Stored entries:
+++

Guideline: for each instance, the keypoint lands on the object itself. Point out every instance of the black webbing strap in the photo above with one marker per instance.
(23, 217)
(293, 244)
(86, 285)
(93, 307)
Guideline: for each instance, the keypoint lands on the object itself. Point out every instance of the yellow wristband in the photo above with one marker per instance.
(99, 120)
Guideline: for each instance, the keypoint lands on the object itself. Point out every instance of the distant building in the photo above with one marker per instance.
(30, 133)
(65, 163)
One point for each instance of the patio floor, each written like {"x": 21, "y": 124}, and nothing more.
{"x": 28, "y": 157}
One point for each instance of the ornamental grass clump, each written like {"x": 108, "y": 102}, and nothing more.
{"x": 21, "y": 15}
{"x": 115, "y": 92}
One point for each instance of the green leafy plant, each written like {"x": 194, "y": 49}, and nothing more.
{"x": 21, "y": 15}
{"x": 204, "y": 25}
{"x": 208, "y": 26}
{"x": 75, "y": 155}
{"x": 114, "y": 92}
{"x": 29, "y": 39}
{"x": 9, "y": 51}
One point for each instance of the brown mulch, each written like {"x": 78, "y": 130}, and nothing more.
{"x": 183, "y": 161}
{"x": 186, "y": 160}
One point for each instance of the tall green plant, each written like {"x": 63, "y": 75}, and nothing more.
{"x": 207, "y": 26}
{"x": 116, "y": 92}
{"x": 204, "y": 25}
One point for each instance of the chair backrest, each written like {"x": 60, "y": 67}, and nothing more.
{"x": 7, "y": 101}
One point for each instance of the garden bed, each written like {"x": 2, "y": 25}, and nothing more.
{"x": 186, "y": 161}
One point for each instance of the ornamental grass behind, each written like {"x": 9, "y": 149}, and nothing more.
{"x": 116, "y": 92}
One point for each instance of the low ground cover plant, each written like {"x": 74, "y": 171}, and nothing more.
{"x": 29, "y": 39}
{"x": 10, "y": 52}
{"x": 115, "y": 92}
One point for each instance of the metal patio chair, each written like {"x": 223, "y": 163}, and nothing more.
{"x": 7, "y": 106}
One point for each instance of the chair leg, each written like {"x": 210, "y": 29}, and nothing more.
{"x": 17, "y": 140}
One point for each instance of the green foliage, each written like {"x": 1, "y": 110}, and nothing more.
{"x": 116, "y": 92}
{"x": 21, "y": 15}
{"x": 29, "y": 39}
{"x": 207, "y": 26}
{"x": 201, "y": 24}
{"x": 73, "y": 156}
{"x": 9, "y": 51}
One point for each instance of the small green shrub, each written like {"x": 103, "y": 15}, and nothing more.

+++

▶ **Your instructions**:
From the line containing "One point for each instance of the low" through the last line of the records above, reproduce every line exactly.

▶ **Written solution**:
One point for each instance of the low ground cover plant, each written like {"x": 74, "y": 171}, and nothing more.
{"x": 29, "y": 39}
{"x": 10, "y": 52}
{"x": 115, "y": 92}
One point for each instance of the metal patio chair, each written like {"x": 223, "y": 163}, and nothing more.
{"x": 7, "y": 106}
One point for each instance of the chair leg, each written like {"x": 210, "y": 29}, and nothing more.
{"x": 17, "y": 140}
One point for each instance of the green foliage, each written like {"x": 1, "y": 110}, and nothing more.
{"x": 116, "y": 92}
{"x": 21, "y": 15}
{"x": 29, "y": 39}
{"x": 207, "y": 26}
{"x": 201, "y": 24}
{"x": 73, "y": 156}
{"x": 9, "y": 51}
One point for each instance of the small green shrub, each written like {"x": 103, "y": 15}, and nothing more.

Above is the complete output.